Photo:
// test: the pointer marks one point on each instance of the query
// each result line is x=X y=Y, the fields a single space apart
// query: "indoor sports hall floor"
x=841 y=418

# [EXERCISE REQUIREMENTS]
Recite the full listing above exactly.

# [OUTPUT FOR THIS EXERCISE]
Photo:
// test: the pointer marks one point on each instance of the query
// each result line is x=X y=Y, the fields a single space apart
// query: "indoor sports hall floor"
x=841 y=418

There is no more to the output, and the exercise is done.